▸ GOAL
Format every row below as a numbered list, omitting blank lines and leaving the pictures out of the answer.

▸ EXERCISE INPUTS
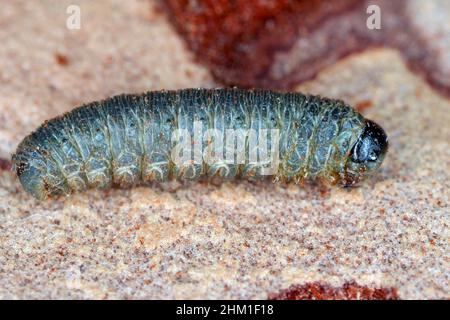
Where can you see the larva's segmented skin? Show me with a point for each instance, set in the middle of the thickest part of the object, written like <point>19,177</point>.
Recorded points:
<point>127,140</point>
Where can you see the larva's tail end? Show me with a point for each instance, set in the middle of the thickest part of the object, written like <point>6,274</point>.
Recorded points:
<point>30,177</point>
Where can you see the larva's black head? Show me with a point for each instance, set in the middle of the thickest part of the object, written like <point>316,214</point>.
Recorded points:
<point>371,146</point>
<point>367,153</point>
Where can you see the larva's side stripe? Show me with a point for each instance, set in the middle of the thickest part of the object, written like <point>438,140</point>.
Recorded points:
<point>128,139</point>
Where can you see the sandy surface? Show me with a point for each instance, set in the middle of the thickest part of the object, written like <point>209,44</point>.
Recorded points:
<point>198,240</point>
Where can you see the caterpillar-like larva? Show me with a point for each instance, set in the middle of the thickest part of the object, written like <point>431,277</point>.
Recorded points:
<point>132,139</point>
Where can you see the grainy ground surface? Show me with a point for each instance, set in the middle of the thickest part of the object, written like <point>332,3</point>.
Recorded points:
<point>198,240</point>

▸ RESPONSE
1. Where can you see the larva's segmented skin? Show me with a point for each instance, set in the middle of the thickest part of the object, written like <point>19,177</point>.
2. Recorded points:
3. <point>127,140</point>
4. Where can you see the larva's tail end? Show me with a point for each instance, set in the middle of the thickest part of the object, written like <point>6,274</point>.
5. Recorded points:
6. <point>30,177</point>
7. Where can you see the larva's black head? Show me with a point for each instance, set in the middle of the thickest part of the object, written like <point>316,214</point>.
8. Recorded points:
9. <point>371,146</point>
10. <point>367,153</point>
11. Where can you see the larva's side stripe? Show me with a point for each instance, set in the middle of the thickest part of the object, written like <point>438,140</point>.
12. Recorded points:
13. <point>128,139</point>
14. Where can you see the sandy surface? Show me with a point for each instance, set in the middle of the thickest part of the object, written like <point>209,44</point>.
15. Recorded points:
16. <point>198,240</point>
17. Where can you see the caterpillar-like larva? Show me with a point for each instance, set in the middle of the thickest part of the object, written like <point>431,277</point>.
18. Recorded points:
19. <point>132,139</point>
20. Where can you see the grainy ground surface? Show me with a point for each instance, set in the middle of the thickest part of the object, written like <point>332,3</point>.
21. Recorded points:
22. <point>198,240</point>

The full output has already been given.